▶ [Set task]:
Find every line in the records that contains the string "background" and copy each of those lines.

▶ [Working data]:
— start —

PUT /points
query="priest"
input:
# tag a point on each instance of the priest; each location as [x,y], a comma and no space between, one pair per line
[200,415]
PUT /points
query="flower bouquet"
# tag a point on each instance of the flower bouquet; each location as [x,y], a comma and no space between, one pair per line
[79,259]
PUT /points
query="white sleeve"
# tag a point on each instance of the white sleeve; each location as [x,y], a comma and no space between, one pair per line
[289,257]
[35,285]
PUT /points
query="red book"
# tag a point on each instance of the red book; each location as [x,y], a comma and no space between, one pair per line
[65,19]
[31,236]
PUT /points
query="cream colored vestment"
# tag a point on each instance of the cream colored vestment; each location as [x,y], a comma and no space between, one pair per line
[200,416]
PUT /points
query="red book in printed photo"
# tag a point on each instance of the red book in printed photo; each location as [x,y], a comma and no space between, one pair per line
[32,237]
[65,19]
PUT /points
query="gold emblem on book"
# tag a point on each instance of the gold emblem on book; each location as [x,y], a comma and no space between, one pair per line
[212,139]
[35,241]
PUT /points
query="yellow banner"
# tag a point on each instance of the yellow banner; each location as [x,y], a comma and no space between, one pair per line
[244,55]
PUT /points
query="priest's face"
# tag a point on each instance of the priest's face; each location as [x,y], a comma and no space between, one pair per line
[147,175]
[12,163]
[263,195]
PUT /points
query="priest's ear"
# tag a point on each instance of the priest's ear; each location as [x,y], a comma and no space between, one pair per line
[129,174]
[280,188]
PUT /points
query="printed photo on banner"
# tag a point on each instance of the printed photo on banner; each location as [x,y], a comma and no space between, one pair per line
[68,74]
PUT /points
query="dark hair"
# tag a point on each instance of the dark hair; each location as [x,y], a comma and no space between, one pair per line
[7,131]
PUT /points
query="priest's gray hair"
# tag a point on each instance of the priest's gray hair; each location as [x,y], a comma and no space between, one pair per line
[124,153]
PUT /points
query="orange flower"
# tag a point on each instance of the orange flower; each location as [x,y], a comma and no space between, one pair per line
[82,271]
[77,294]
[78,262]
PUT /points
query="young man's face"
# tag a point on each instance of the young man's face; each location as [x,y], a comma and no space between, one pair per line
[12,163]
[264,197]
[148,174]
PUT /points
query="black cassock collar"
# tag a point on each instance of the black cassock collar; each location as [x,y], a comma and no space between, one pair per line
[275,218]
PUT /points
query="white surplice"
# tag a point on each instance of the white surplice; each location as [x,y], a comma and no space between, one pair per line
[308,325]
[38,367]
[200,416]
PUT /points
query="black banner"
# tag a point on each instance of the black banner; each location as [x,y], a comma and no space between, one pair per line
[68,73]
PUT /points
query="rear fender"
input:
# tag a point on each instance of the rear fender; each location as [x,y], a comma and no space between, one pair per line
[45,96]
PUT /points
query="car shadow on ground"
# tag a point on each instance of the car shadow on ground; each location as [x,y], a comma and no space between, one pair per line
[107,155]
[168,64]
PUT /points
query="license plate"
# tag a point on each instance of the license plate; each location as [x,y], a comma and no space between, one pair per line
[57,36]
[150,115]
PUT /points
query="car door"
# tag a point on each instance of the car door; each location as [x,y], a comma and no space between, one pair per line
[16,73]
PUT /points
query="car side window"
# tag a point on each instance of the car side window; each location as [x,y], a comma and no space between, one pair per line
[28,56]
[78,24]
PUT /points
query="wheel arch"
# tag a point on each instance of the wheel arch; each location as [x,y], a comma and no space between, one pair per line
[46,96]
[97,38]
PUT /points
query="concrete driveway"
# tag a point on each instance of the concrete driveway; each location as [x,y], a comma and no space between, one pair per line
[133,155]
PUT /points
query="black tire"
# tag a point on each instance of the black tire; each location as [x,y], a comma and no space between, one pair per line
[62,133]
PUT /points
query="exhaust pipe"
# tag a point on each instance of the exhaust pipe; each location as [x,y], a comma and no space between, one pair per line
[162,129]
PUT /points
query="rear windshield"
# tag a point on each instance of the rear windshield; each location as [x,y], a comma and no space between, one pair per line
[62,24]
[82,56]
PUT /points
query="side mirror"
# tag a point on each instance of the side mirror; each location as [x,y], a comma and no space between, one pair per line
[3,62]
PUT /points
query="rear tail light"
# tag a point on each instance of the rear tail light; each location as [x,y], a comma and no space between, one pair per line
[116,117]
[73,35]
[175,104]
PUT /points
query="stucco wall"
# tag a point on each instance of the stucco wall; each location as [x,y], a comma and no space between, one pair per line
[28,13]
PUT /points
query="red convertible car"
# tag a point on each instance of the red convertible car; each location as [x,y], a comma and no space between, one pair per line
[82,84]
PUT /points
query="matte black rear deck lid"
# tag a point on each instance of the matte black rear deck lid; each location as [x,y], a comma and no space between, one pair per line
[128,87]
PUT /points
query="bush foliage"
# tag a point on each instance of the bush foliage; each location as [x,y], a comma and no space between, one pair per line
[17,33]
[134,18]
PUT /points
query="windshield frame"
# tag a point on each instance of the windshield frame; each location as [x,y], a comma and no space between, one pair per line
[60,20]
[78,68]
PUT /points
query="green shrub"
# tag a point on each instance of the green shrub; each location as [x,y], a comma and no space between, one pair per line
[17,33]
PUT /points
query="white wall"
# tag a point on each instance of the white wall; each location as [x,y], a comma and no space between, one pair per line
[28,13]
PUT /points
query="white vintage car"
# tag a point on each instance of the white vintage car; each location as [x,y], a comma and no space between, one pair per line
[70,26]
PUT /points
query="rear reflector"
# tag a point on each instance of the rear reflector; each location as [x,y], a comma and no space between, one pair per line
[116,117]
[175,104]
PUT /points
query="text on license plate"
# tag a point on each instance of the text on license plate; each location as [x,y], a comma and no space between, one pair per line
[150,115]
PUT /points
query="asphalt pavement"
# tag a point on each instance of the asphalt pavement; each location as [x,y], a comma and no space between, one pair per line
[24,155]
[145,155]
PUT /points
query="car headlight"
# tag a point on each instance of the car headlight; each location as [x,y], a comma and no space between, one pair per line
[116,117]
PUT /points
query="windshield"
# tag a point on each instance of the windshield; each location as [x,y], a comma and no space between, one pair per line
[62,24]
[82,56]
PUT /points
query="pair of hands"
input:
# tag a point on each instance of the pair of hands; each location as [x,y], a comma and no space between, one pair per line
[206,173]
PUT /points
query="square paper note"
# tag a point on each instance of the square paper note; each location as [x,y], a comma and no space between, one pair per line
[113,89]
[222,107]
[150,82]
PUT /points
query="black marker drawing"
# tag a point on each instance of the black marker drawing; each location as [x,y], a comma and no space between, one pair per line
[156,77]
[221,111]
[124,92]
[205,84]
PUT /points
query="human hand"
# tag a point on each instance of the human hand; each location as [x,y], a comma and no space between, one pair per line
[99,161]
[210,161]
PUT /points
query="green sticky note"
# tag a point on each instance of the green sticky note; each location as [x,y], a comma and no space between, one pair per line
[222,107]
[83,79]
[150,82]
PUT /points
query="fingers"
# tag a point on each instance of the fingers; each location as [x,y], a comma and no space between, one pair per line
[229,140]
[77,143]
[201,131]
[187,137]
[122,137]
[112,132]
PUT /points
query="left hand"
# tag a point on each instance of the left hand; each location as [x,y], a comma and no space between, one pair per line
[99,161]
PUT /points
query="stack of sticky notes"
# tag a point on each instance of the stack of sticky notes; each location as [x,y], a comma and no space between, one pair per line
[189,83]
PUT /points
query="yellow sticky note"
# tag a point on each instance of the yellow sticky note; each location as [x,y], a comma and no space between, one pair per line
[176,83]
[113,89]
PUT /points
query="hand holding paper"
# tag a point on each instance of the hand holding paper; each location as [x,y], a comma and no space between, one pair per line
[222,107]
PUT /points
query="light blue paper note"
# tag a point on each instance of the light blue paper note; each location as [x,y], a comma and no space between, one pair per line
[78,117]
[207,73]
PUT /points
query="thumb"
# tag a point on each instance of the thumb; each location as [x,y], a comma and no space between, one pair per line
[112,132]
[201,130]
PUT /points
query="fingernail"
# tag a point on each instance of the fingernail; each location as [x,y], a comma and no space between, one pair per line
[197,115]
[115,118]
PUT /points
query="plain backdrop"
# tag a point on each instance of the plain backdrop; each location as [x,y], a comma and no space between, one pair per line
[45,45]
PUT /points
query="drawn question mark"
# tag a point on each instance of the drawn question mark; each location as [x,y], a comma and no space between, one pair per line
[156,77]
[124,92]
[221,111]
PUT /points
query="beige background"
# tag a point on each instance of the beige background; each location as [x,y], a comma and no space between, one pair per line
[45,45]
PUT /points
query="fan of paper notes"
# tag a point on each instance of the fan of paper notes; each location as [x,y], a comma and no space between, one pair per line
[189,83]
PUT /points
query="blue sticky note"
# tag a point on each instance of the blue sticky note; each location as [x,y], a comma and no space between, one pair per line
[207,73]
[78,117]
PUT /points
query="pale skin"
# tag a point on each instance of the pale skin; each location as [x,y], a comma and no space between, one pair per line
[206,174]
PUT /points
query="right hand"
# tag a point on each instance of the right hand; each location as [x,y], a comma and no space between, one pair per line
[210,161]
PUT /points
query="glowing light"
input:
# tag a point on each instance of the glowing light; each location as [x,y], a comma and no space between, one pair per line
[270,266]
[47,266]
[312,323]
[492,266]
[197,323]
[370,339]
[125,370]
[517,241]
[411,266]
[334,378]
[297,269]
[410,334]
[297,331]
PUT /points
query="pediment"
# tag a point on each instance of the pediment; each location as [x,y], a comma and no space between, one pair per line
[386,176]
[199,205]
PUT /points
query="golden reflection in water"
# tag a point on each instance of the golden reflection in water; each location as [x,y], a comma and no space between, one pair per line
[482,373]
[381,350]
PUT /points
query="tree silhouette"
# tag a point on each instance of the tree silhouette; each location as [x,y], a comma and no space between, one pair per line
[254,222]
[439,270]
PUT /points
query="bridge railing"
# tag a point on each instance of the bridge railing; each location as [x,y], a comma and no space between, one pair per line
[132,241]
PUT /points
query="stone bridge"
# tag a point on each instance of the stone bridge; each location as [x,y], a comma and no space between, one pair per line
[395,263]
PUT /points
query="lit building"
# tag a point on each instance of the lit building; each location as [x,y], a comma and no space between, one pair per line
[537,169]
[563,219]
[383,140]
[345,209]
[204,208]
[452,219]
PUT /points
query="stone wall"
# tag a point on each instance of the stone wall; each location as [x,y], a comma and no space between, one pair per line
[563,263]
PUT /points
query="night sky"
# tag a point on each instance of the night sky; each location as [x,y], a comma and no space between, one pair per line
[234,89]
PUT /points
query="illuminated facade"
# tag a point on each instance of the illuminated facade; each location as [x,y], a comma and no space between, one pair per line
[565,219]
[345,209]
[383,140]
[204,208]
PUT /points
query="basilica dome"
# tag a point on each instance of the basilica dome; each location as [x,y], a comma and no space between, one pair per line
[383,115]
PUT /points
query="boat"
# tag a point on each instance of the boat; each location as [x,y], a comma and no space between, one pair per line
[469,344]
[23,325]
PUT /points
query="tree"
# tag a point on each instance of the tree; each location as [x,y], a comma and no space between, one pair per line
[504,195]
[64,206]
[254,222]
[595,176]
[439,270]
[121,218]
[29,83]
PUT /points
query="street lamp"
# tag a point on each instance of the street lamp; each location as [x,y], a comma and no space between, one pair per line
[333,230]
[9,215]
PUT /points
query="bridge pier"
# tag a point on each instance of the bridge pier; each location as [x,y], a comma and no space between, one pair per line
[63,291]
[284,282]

— end —

▶ [Complete answer]:
query="beige background"
# tag a point on each instance of the beige background; each location as [x,y], a comma and no space between, one pair per line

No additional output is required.